### Text section ###
The previous two chapters have discussed what might loosely be termed the ‘political’ aspects of the SNP's draft Constitution: the parliament and the government, or legislative and executive branches. This chapter goes on to discuss the legal and substantive aspects of the draft Constitution.

A recurring theme of this chapter is that the 2002 draft Constitution is a ‘procedural’ document. It is thin on rhetoric and is based upon no specific foundational or teleological ideology, beyond a commitment to the procedures of democracy and to a relatively generic set of human rights. The chapter argues that this is a prudent course of action, in so far as it concerns the substantive content of the Constitution.

Nationalism, Statehood, Citizenship, Religion and Identity

As well as establishing the institutions of government and defining the rights of citizens, modern Constitutions often have nation-building and regime-defining functions. As such, a typical modern constitution proclaims what the country stands for, and what it will not stand for. It reflects the values, aspirations and identity of the nation; it says who ‘we the people’ are, what we hold in common and where we are going.

In many cases, these symbolic and formative functions are performed by a preamble. Preambles (or preamble-like opening provisions) are the point at which the ‘presumptive ends’ of a Constitution meet ‘the particular means’ that the Constitution establishes; there the authors of a Constitution ‘proclaim their intentions’ and ‘communicate their deepest aspirations for the newly created polity’.
###
▶ [Set task 1] Rewrite the rows as a Markdown table with the columns Num and Line. Start with the line containing "For the dirt", go through the end of the rows, give each line its own number, skip blank lines, and leave out the pictures.
### Material to process ###
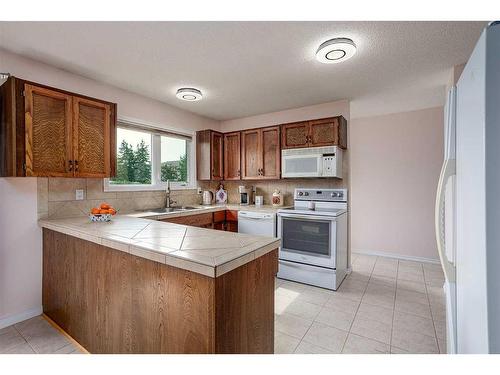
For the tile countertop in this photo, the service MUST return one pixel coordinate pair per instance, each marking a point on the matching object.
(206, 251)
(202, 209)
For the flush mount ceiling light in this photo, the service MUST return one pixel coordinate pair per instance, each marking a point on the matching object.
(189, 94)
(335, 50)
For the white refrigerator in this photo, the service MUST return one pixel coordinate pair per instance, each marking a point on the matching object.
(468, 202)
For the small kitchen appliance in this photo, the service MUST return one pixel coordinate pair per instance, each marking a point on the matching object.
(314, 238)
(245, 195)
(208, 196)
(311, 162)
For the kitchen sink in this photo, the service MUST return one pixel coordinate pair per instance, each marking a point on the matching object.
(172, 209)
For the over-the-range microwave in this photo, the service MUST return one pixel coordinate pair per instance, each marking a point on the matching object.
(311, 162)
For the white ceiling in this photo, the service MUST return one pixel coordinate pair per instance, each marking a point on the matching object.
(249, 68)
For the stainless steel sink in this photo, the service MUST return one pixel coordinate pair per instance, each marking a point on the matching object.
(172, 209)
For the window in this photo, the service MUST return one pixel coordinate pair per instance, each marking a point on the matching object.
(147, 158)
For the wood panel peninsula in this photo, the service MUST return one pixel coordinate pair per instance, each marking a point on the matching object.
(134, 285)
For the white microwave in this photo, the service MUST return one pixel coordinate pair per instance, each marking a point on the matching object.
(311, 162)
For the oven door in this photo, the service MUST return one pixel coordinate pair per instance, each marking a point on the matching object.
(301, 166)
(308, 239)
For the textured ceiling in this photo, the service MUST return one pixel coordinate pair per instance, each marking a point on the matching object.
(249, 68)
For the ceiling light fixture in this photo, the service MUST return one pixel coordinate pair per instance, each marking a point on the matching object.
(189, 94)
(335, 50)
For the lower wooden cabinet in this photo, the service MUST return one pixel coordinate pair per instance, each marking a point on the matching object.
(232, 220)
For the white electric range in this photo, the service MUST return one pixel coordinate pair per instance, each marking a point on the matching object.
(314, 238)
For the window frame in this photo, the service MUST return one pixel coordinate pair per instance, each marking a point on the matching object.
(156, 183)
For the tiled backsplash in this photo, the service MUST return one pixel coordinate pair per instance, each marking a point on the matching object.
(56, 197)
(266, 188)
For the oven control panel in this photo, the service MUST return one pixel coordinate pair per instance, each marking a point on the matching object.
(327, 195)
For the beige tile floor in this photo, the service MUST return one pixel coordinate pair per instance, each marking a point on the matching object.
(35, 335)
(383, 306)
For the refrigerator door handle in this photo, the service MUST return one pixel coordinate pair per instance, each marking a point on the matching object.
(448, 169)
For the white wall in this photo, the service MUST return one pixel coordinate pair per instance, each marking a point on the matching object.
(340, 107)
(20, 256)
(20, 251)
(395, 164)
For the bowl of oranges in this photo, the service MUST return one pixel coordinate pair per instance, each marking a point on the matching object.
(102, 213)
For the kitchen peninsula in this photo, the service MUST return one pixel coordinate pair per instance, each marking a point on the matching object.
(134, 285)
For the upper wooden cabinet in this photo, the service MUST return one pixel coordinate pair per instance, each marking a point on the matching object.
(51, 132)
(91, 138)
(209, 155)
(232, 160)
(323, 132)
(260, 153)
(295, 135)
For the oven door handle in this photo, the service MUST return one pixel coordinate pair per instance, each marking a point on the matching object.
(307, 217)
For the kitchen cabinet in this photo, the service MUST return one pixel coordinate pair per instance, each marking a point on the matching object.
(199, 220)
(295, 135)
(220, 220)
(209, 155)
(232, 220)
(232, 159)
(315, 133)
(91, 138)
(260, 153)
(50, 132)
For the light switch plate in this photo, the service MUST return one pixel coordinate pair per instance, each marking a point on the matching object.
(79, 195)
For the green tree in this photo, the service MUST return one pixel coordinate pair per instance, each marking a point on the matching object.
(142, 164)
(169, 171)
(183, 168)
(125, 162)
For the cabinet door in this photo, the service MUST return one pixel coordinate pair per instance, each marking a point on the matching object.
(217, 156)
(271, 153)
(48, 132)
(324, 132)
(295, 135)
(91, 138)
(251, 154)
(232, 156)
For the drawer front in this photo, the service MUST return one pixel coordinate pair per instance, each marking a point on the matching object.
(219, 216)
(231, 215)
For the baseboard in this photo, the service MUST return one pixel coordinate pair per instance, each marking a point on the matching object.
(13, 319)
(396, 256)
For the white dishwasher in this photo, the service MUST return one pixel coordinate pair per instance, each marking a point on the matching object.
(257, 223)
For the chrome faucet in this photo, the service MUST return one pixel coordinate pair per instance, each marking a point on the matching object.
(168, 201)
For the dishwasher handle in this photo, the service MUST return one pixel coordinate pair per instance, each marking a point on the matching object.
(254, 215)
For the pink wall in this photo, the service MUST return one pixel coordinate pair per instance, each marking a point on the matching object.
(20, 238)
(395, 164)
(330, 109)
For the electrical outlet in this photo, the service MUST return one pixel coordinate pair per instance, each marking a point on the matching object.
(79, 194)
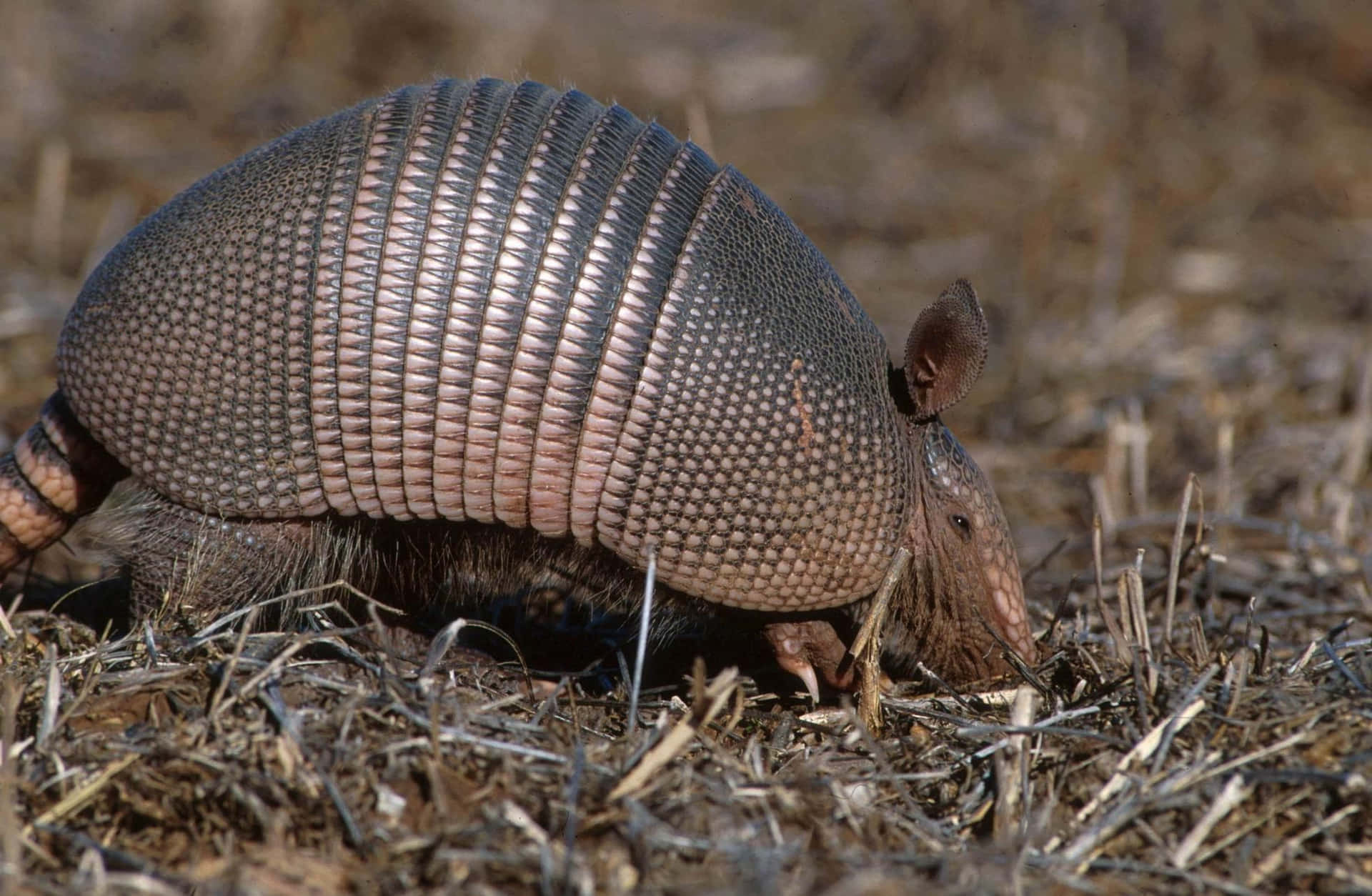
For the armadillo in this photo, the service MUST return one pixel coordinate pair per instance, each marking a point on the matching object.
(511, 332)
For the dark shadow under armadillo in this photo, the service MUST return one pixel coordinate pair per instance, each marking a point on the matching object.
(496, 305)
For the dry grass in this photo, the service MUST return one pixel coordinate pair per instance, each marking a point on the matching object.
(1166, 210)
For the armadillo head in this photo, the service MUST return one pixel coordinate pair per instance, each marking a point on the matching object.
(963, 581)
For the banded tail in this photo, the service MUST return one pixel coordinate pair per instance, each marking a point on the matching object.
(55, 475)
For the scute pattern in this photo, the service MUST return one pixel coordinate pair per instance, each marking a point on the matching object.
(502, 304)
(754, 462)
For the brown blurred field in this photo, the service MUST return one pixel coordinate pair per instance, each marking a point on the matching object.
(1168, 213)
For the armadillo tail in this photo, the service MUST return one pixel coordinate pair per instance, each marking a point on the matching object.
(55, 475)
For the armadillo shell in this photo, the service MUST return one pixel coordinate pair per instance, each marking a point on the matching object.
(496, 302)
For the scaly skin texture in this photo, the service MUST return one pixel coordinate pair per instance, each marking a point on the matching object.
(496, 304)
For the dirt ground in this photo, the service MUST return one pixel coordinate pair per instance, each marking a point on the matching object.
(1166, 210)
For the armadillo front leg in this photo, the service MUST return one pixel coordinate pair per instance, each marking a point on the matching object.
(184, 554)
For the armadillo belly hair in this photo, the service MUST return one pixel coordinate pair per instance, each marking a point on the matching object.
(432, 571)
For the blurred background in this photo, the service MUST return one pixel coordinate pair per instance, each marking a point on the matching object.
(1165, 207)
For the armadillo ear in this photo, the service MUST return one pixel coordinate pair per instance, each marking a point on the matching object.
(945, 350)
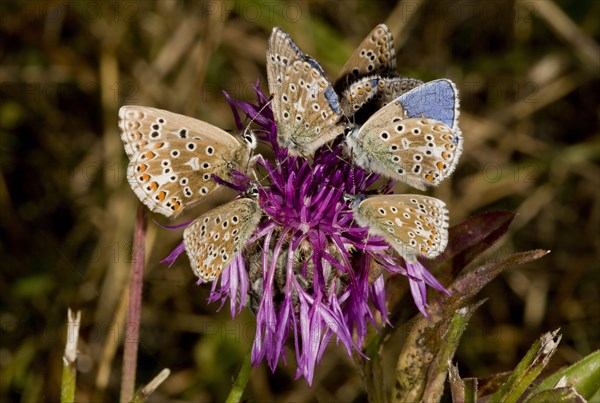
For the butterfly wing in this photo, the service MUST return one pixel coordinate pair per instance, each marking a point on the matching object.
###
▶ [Set task 2] List the topics named in the heading of the constitution passage.

▶ [Expected output 1]
| Num | Line |
|---|---|
| 1 | For the dirt ground in this photo, the service MUST return one pixel coordinate pair per instance, each marking a point on the matching object. |
| 2 | (1166, 210) |
| 3 | For the armadillo front leg in this photo, the service MUST return one pixel coordinate pair per instance, each marking a point on the matching object. |
| 4 | (184, 554) |
| 5 | For the armadillo belly hair in this photo, the service MUST return one pixel coordinate pair per instance, each marking a point on the matching object. |
| 6 | (432, 571) |
| 7 | For the blurred background in this photo, the service MUST return one pixel coordinate pair per instance, each marking a point on the matching object. |
| 8 | (1165, 207) |
| 9 | For the armadillo ear in this photo, the service MUST return one pixel coordinate pair per instance, each marking a point on the matching object. |
| 10 | (945, 350) |
| 11 | For the butterfly wing in this photo, the service MUST return one pixel coordinate pair per instance, each marking a point on the matching object. |

▶ [Expected output 2]
Nationalism
Statehood
Citizenship
Religion
Identity